(Saved data entries)
• • • •

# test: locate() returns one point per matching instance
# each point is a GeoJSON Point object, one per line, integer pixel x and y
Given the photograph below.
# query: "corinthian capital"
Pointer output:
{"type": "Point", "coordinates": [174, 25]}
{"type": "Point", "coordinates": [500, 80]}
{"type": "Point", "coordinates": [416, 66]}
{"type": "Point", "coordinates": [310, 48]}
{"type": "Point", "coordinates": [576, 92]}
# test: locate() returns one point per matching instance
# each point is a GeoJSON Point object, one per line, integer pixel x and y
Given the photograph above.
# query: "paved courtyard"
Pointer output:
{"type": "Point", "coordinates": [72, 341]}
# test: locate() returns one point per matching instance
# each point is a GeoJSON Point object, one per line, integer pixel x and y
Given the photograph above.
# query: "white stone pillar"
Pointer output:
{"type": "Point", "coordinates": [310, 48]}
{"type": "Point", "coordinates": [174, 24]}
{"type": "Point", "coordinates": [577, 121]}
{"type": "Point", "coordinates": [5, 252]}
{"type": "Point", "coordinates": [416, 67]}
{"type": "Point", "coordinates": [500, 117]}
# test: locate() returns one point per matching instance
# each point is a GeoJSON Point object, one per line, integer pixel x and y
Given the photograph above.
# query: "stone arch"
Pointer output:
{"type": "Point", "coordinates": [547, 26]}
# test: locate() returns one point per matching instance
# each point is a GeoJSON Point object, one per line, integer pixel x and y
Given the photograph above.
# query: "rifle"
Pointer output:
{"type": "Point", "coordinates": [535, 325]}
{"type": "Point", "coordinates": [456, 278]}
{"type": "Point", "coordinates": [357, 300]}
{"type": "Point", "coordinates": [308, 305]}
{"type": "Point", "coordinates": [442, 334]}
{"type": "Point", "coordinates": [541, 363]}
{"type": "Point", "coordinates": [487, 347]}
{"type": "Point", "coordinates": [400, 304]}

• • • •

THE PROBLEM: Please edit the rows so that each "photograph" becomes "image", and leave everything else unchanged.

SOLUTION BELOW:
# test: locate() returns one point per matching instance
# each point is a GeoJSON Point object, one per line, integer pixel x and y
Given the image below.
# query: "corinthian capital"
Pointer output:
{"type": "Point", "coordinates": [174, 25]}
{"type": "Point", "coordinates": [500, 80]}
{"type": "Point", "coordinates": [416, 66]}
{"type": "Point", "coordinates": [310, 48]}
{"type": "Point", "coordinates": [576, 92]}
# test: locate() returns one point per matching instance
# each point is a GeoJSON Point object, one per line, integer pixel x and y
Given the image above.
# query: "paved courtyard"
Pointer output:
{"type": "Point", "coordinates": [72, 341]}
# test: locate() returns one point per matching instance
# each point is a GeoJSON Point object, one per line, integer pixel x and y
Given the image above.
# query: "white stone pillar"
Pointer output:
{"type": "Point", "coordinates": [310, 48]}
{"type": "Point", "coordinates": [174, 24]}
{"type": "Point", "coordinates": [577, 121]}
{"type": "Point", "coordinates": [5, 252]}
{"type": "Point", "coordinates": [416, 67]}
{"type": "Point", "coordinates": [500, 117]}
# test: locate() returns one point per matching instance
# each point is a GeoJSON Point object, one per line, integer pixel x and y
Given the image above.
# query: "stone arch"
Pointer output:
{"type": "Point", "coordinates": [547, 26]}
# test: locate() returns one point per matching instance
# each point is a GeoJSON Point object, one per line, integer pixel x and y
Given the image above.
# query: "rifle"
Pointer output:
{"type": "Point", "coordinates": [535, 325]}
{"type": "Point", "coordinates": [456, 278]}
{"type": "Point", "coordinates": [357, 300]}
{"type": "Point", "coordinates": [308, 305]}
{"type": "Point", "coordinates": [442, 334]}
{"type": "Point", "coordinates": [541, 363]}
{"type": "Point", "coordinates": [487, 347]}
{"type": "Point", "coordinates": [400, 304]}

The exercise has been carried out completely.